■ Brano da leggere:
+++

Nel momento in cui ti mostrano la prima entrata in scena del personaggio di Reileen Kawahara ho sentito una puzza di lercio e marcio perché in qualche modo si era rotta la coerenza narrativa costruita in modo ineccepibile fino a quel momento. Mi pareva che le regole in gioco fossero cambiate improvvisamente, come se avessero usato un accetta al posto del bisturi nel mezzo di un intervento chirurgico.
Ne ero certo eppure non riuscivo a spiegarlo, così ho comprato il romanzo di riferimento.
Altered carbon è una serie Netflix che tratta liberamente dal romanzo Altered carbon(Bay city) di Richard Morgan, del 2001. Entrambe le opere sono lodevoli per certi versi e manchevoli per altri, e nonostante quello che dicano i critici né una né l’altra sono dei veri noir. Si ci avvicinano, ognuno al loro modo, ma non abbracciano mai quella definizione.

+++

■ Estratti dei dati:
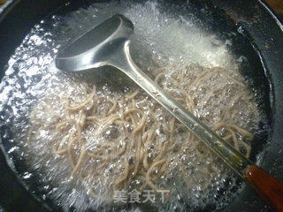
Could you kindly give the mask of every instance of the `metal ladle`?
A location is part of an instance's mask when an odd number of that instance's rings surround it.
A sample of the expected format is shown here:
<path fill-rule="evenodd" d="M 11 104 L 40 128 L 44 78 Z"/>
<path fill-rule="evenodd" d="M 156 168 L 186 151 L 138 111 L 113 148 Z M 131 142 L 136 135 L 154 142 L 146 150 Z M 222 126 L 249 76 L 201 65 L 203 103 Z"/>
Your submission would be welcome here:
<path fill-rule="evenodd" d="M 268 203 L 283 211 L 282 182 L 243 156 L 137 67 L 129 52 L 133 34 L 133 23 L 122 15 L 115 15 L 60 50 L 55 60 L 56 66 L 67 72 L 103 65 L 122 71 L 249 182 Z"/>

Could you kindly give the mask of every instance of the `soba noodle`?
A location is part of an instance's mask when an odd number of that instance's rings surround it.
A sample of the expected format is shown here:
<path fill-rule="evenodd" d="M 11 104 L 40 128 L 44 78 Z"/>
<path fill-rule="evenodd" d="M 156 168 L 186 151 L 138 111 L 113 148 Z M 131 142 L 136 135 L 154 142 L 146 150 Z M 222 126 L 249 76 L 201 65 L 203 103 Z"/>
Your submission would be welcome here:
<path fill-rule="evenodd" d="M 152 73 L 155 81 L 189 111 L 249 156 L 253 133 L 249 130 L 254 129 L 256 121 L 242 125 L 239 120 L 243 106 L 249 117 L 257 116 L 257 110 L 240 74 L 231 76 L 225 69 L 200 65 L 172 65 Z M 96 85 L 85 84 L 83 89 L 76 84 L 68 86 L 79 90 L 77 95 L 66 95 L 64 90 L 50 94 L 33 109 L 28 147 L 33 148 L 34 140 L 42 139 L 42 131 L 52 132 L 52 141 L 46 143 L 48 151 L 67 159 L 70 178 L 80 179 L 95 198 L 107 196 L 111 201 L 114 191 L 127 189 L 134 182 L 141 190 L 168 188 L 161 180 L 175 170 L 191 186 L 195 182 L 189 177 L 187 155 L 193 152 L 219 163 L 142 90 L 105 95 Z M 220 113 L 214 107 L 220 108 Z M 198 171 L 209 176 L 203 188 L 217 174 L 215 166 Z"/>

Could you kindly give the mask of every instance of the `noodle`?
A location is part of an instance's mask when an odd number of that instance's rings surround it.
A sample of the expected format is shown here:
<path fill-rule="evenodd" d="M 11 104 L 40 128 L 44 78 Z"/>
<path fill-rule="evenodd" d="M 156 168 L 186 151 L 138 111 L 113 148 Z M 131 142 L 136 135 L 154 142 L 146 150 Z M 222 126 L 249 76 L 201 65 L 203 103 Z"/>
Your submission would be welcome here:
<path fill-rule="evenodd" d="M 241 80 L 228 75 L 226 70 L 220 68 L 208 69 L 193 65 L 181 67 L 178 72 L 174 69 L 163 67 L 154 70 L 155 81 L 195 114 L 209 108 L 216 96 L 218 96 L 218 102 L 226 98 L 225 102 L 228 102 L 223 106 L 221 114 L 205 113 L 205 116 L 200 115 L 201 120 L 237 150 L 244 148 L 245 155 L 249 157 L 253 133 L 234 121 L 239 111 L 237 103 L 247 104 L 249 109 L 253 110 L 250 110 L 253 115 L 257 112 L 247 87 Z M 193 77 L 188 78 L 187 72 L 191 72 Z M 179 79 L 187 81 L 187 86 L 180 83 Z M 205 82 L 211 81 L 211 79 L 217 79 L 213 84 L 215 86 L 208 89 Z M 221 85 L 234 90 L 237 95 L 225 96 L 225 87 Z M 196 95 L 195 92 L 199 92 L 199 89 L 203 90 Z M 69 99 L 57 98 L 59 99 L 57 102 L 50 104 L 52 96 L 47 95 L 39 100 L 38 105 L 33 109 L 27 145 L 32 148 L 33 140 L 40 134 L 40 129 L 54 132 L 56 136 L 50 151 L 54 155 L 67 158 L 72 178 L 79 178 L 81 181 L 88 179 L 90 183 L 87 186 L 87 191 L 94 197 L 97 197 L 101 192 L 95 185 L 103 178 L 104 186 L 112 186 L 112 192 L 126 187 L 134 179 L 142 182 L 142 189 L 148 186 L 157 190 L 160 188 L 161 177 L 176 169 L 190 185 L 193 179 L 187 176 L 186 160 L 180 158 L 189 155 L 195 149 L 197 150 L 195 153 L 197 156 L 208 156 L 203 155 L 207 150 L 192 132 L 158 103 L 148 99 L 140 89 L 122 95 L 103 95 L 94 87 L 84 101 L 76 100 L 76 103 L 73 104 L 70 103 L 71 101 L 74 102 L 72 96 Z M 52 112 L 57 105 L 62 108 L 60 115 Z M 42 107 L 43 113 L 41 110 Z M 215 116 L 218 116 L 218 121 L 211 121 L 215 120 L 211 118 Z M 53 118 L 52 125 L 45 122 L 47 117 Z M 56 122 L 57 125 L 54 125 Z M 39 130 L 34 131 L 36 127 Z M 91 166 L 90 161 L 95 163 Z M 87 165 L 91 167 L 88 170 L 85 168 Z M 115 170 L 107 174 L 113 167 Z M 209 170 L 203 168 L 201 172 L 204 175 L 213 174 L 213 169 Z M 206 181 L 203 186 L 209 186 L 209 184 Z"/>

+++

■ Consegna dell'esercizio: Secondo il brano da leggere, in che anno è uscito il romanzo di Richard Morgan da cui è tratta la serie Netflix Altered carbon?

■ Risposta all'esercizio: Nel 2001.